When the line containing "Target: dog's paw" appears in the listing below, set it down along with each later line through the end, exactly as written, and nothing before it.
--
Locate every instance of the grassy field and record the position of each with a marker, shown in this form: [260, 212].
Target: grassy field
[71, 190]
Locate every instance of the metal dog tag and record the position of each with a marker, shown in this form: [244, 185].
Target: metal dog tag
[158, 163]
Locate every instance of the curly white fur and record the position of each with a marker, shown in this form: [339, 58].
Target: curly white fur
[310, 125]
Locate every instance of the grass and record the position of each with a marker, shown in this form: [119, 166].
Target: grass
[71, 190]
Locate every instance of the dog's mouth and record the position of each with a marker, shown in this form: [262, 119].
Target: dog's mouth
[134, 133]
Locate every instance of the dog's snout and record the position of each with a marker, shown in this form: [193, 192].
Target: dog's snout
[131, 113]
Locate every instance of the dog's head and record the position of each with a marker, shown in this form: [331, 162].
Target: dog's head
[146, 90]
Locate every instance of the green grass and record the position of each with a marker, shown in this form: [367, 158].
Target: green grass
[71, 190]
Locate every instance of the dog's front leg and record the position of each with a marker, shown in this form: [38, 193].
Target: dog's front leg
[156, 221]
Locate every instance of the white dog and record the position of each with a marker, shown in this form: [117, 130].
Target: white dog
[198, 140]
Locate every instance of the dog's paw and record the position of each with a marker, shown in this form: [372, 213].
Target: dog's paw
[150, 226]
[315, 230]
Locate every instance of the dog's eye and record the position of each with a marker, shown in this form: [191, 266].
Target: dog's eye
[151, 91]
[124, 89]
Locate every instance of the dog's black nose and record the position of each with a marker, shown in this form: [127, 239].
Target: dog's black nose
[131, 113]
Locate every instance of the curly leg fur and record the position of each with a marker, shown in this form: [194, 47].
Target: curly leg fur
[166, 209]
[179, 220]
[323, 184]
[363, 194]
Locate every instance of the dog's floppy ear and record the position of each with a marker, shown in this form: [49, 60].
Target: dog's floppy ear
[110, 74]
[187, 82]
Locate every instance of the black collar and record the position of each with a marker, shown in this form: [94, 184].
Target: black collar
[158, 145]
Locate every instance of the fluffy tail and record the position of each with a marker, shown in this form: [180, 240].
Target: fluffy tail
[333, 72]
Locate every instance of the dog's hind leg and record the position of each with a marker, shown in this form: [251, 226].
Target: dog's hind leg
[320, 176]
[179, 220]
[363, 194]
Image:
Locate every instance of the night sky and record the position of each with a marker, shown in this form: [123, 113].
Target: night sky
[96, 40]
--
Completed task:
Target: dog's paw
[150, 226]
[315, 230]
Locate every instance of the dog's eye and record the position of each with a marker, shown in this form: [191, 266].
Target: dog's eye
[151, 91]
[124, 89]
Locate every instance of the dog's black nose and record the position of each with a marker, shown in this form: [127, 239].
Target: dog's black nose
[131, 113]
Locate every instance of the curly leg fur and record the position of each with a marker, shown in this form: [194, 47].
Target: curly leg fur
[166, 209]
[179, 220]
[323, 184]
[363, 194]
Locate every instance of the dog's floppy ear and record the position of each with a marker, shown in this form: [49, 60].
Target: dog's floppy ear
[110, 74]
[187, 82]
Locate every instance of the black collar and record the position of each with a marker, shown in this form: [94, 184].
Target: black collar
[158, 145]
Locate every instance of the fluffy tail and record the position of each with a marker, shown in this form: [180, 240].
Target: fluffy tail
[333, 72]
Locate every instance of the dog's hind leg and record the position of each with a marker, shown in this form: [251, 226].
Target: dog's hind leg
[320, 176]
[179, 220]
[363, 194]
Image:
Locate every instance of the night sky and record the position of each with a marker, shown in this form: [123, 113].
Target: night sky
[96, 40]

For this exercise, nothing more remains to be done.